Rewrite every row below, changing "matching instance" to "matching object" and leaving everything else as it is. Leave the pictures out of your version.

========================================================================

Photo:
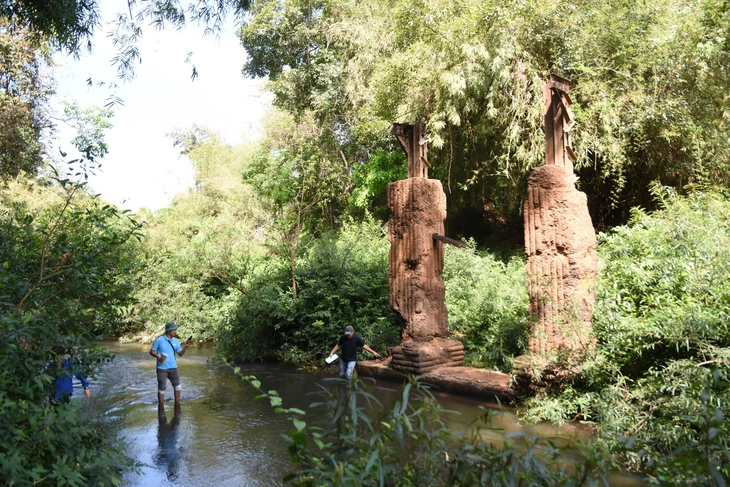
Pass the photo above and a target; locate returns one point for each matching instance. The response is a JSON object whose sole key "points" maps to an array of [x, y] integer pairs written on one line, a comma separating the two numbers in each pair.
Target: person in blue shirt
{"points": [[64, 385], [164, 350]]}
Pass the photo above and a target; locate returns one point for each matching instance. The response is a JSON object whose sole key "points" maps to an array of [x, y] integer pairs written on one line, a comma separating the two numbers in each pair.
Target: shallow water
{"points": [[223, 436]]}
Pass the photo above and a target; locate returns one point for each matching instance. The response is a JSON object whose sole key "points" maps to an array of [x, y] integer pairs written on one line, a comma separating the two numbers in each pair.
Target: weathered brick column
{"points": [[560, 241], [416, 261]]}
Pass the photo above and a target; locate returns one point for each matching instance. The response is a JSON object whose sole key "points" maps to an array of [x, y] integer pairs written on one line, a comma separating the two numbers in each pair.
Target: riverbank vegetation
{"points": [[283, 240]]}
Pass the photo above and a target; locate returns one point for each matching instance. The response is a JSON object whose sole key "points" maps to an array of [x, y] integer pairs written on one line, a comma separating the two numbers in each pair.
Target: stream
{"points": [[223, 436]]}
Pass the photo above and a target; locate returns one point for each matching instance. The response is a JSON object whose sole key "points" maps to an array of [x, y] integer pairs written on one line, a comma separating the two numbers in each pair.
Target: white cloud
{"points": [[142, 168]]}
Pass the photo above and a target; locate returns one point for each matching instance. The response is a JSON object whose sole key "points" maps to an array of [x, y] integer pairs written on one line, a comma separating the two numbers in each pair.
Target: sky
{"points": [[142, 168]]}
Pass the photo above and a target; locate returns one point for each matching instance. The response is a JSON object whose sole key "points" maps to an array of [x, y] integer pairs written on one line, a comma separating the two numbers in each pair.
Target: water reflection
{"points": [[168, 452], [236, 439]]}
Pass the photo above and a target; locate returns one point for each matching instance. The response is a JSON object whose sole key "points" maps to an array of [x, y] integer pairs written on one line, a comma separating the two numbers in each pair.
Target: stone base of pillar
{"points": [[421, 357]]}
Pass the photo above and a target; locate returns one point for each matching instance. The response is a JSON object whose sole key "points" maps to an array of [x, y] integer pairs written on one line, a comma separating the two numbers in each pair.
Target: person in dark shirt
{"points": [[349, 343], [64, 387]]}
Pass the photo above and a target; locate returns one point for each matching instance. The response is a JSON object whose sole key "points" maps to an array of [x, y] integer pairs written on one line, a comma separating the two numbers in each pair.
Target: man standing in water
{"points": [[349, 342], [164, 350]]}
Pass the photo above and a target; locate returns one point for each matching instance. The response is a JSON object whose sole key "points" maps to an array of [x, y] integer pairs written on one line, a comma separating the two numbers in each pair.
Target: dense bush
{"points": [[487, 303], [342, 280], [63, 260], [659, 374]]}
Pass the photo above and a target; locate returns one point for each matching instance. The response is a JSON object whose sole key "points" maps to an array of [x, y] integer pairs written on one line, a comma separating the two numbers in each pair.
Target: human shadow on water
{"points": [[168, 453]]}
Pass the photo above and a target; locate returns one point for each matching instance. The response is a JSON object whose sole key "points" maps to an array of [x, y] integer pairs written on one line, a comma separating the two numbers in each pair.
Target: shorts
{"points": [[163, 375]]}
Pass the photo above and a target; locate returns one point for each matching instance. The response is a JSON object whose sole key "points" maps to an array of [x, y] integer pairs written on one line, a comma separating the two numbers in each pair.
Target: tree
{"points": [[649, 84], [24, 91]]}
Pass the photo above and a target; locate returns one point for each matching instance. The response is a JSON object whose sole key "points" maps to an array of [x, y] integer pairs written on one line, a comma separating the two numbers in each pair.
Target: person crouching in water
{"points": [[164, 350], [62, 368], [349, 343]]}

========================================================================

Task response →
Photo:
Pass the photo above and a target; locate returns one point for each matching object. The response is a JSON object whose sole key "points" maps to an array of [x, y] integer pairs written on one line, a comma separating the two numbers in each pair.
Target: person in blue shirt
{"points": [[64, 385], [164, 350]]}
Pass the photo above and a target; locate returns one point for each matching object. The response is a JSON object whose sole key "points" maps to an array of [x, y] integer pairs written on one line, a comma separating the two numbers in each pair.
Target: shallow water
{"points": [[223, 436]]}
Pass the photo above and a target; locate returns one point for each matching object. The response is a JSON object whose sole key "points" maps to an array of [x, y] integer pairs written on one line, a comma separating the two numbers in each pair.
Target: weathered brick column
{"points": [[560, 241], [416, 261]]}
Pass the photo above and a target; locate returns one point for each matching object. The response is a JSON object whose sole key "points" maps to an array of [x, y] integer pairs written on one line, a comma separating the two numbers in each pair.
Target: riverbank vegetation
{"points": [[283, 240]]}
Pass the photo above and a target; locate returns one point for each matching object. The response is a JSON object whose sole key "points" maps to an array of [x, y] integer pairs written on one line, a comma separating the two numbers in each pair.
Target: stream
{"points": [[223, 436]]}
Pass the photo above and a target; locate returns one point for each matching object. The response is a JSON object whose sole key "points" maps to an array of [x, y] integer pairs written on one line, a comma separating the two numbers in each pair.
Target: white cloud
{"points": [[142, 168]]}
Pass the photo above and a target; locate returns one point for each matching object. The response is a JSON object whose sole key "points" maps to an array of [x, y] integer pairs written on one line, a comma separating the two numbers in each pair.
Target: sky
{"points": [[142, 168]]}
Pass the photo above and a target; locate returns one point for each matching object. The response is a JSON object whose sole key "points" maps to an array of [x, y] integer pairs written on one line, a comma separating the two numbers in each pair.
Target: water reflection
{"points": [[168, 452], [236, 439]]}
Pass the photo above and a target; locate returns one point for each matching object. The response is a JSON object whose sole key "points" maps to an array of [x, y] integer pairs written on one line, a comma separating the two numbers in each pair.
Target: stone base of pillar
{"points": [[421, 357]]}
Pass the photo above and a target; locate returns one point for each matching object. The response is a JSON object whose sole key "points" maps to an array of [x, y] integer pairs written on one line, a comma separating the two numbers in each pair.
Target: person in dark shirt
{"points": [[349, 343], [64, 387]]}
Pass the photo above and a target; locate returns one point for each matching object. The response is a JSON object whose sole key "points" maps to an array of [x, y] integer pairs written on one line, a comma separating the two numbers in each pair.
Target: man standing in water
{"points": [[349, 342], [164, 350]]}
Pass the photo above and a target; locate returns one point for each matching object. The response is a JSON object whose sole key "points" maps to an array of [x, y] integer pairs written on one line, a comma separating the two numbers in each pair.
Target: dense bush
{"points": [[487, 303], [342, 280], [63, 260], [659, 374]]}
Pass the photo above and a target; locate returns one point for each matching object. The response is a JSON object whose sole key "points" maps to an array of [x, y] integer pairs written on one line, a comma separating the two numbers in each pair.
Target: human shadow on water
{"points": [[168, 453]]}
Pass the photo above and a target; locate returns one point for each matching object. The response is a JSON object whose sole key "points" maps to an array of [x, y] integer pairs written on one line, a comma separating the two numbers in each pair.
Target: shorts
{"points": [[163, 375]]}
Pass the photo above and a target; locate returns one point for each matching object. The response is a JSON object whose sole key "points" maps to an array of [x, y] integer pairs written on one line, a comma separating the two numbers in each pair.
Target: tree
{"points": [[649, 84], [24, 91]]}
Pass the photo above and a target; locate returns one point for each matching object. The response is a JSON object whose sole key "points" maps to an array of [x, y] integer pairs written on one line, a comma separating the two numbers in each pair.
Target: person crouching in water
{"points": [[164, 350], [62, 368], [349, 343]]}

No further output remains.